O fim do sigilo de trechos da delação premiada
do ex-policial militar Ronnie Lessa, assassino da vereadora Marielle Franco
(PSOL) e do motorista Anderson Gomes, revelou detalhes de quem participou e de
como foi elaborado o plano para o crime. Além disso, Lessa detalha a motivação
do homicídio e expõe a relação do bando com o delegado Rivaldo Barbosa, então
chefe da Polícia Civil do Rio de Janeiro.
Os trechos tornaram-se públicos por
decisão do ministro do Supremo Tribunal Federal (STF) Alexandre de Moraes,
nesta sexta-feira (7). Além disso, Moraes determinou a transferência de Ronnie
Lessa para o presídio de Tremembé, no interior de São Paulo.
Delegado
era "suporte de operação"
No depoimento, Ronnie Lessa afirmou que tinha a sensação de que o delegado
Rivaldo era o "suporte da operação". A conclusão de Lessa teria sido tomada
após uma reunião que ele teve com os irmãos Chiquinho Brazão (deputado federal)
e Domingos Brazão (conselheiro do Tribunal de Contas do Rio), indiciados pela
PF como mandantes do crime.
Diz um trecho do relatório da PF:
"Ronnie Lessa expõe as impressões que teve após a reação dos mandantes frente
ao diálogo: "a impressão que ele passa é que o Rivaldo é quase parte integrante
do plano inicial"".

--------------------

Objetivo do exercício
Diga se cada afirmação abaixo está de acordo com o artigo sobre a delação de Ronnie Lessa, respondendo sim ou não e citando literalmente as palavras do artigo que decidem a resposta: (a) Os trechos da delação se tornaram públicos por decisão de Alexandre de Moraes. (b) Moraes determinou a transferência de Lessa para um presídio no Rio de Janeiro. (c) Chiquinho Brazão é conselheiro do Tribunal de Contas do Rio. As linhas que vêm a seguir não têm relação com o artigo.

--------------------

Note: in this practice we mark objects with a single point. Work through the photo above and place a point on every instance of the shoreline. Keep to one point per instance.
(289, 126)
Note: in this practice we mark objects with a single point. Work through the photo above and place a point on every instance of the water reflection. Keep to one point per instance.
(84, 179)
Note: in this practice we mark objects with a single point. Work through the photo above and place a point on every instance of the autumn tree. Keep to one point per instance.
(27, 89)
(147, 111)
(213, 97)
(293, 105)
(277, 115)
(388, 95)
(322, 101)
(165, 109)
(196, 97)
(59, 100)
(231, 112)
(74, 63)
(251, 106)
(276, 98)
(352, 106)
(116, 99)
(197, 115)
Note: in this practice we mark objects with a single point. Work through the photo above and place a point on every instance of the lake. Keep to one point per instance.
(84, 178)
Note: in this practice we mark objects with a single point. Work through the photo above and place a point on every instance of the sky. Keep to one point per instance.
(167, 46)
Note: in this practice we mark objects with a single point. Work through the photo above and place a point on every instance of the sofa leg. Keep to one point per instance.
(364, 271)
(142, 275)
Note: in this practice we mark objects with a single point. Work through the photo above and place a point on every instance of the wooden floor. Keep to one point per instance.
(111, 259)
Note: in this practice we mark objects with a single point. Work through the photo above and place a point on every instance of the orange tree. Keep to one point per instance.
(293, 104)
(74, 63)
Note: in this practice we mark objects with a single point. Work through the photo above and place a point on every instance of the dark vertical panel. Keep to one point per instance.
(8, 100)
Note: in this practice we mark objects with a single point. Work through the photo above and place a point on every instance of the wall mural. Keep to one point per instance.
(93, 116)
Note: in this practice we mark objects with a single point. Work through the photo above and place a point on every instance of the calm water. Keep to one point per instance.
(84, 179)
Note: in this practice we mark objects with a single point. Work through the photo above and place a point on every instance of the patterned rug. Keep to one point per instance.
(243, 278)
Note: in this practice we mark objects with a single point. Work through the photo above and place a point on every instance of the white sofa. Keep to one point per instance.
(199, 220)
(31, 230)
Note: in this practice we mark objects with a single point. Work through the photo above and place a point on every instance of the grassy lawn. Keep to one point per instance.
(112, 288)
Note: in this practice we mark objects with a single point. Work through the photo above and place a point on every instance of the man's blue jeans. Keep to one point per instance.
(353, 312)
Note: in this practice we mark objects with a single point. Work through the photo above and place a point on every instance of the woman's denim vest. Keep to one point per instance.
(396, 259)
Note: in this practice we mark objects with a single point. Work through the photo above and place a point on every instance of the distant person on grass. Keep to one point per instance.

--------------------

Resultado do exercício
(a) Sim: "Os trechos tornaram-se públicos por decisão do ministro do Supremo Tribunal Federal (STF) Alexandre de Moraes".
(b) Não: "Moraes determinou a transferência de Ronnie Lessa para o presídio de Tremembé, no interior de São Paulo".
(c) Não: "Chiquinho Brazão (deputado federal) e Domingos Brazão (conselheiro do Tribunal de Contas do Rio)".